> **EXERCISE PROMPT**: Copy the entries below word for word, leaving out the pictures.

------------

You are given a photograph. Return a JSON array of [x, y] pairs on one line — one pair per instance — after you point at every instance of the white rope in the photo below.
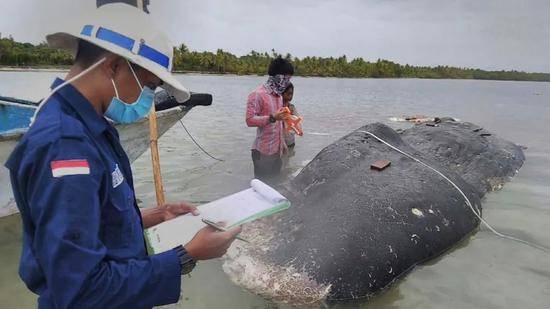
[[476, 213], [79, 75]]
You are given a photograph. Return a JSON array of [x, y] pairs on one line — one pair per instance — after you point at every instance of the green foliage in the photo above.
[[13, 53]]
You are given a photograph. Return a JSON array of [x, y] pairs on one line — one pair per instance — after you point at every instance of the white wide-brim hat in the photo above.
[[130, 33]]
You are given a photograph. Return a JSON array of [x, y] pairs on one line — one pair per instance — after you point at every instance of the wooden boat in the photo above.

------------

> **REPLY**:
You are given a photograph. Return a JSON array of [x, y] pairs on one line — one pair per instance — after you point at every instance of the white rope in the photo below.
[[476, 213], [79, 75]]
You are given a photograph. Return a JSON array of [x, y] pairs on one line — one pair per instance — after you point at every instance of the green foliage in the photo above.
[[13, 53]]
You are given a photograph. Return a JSON array of [x, y] pairs on one line — one pair per instance — after you point at every instance of the white wide-brim hat in the photo above.
[[130, 33]]
You are given a photograph. Return a JSON array of [x, y] pairs on one line — one pair per instance — after you point at every instance of the wooden boat in the photo above.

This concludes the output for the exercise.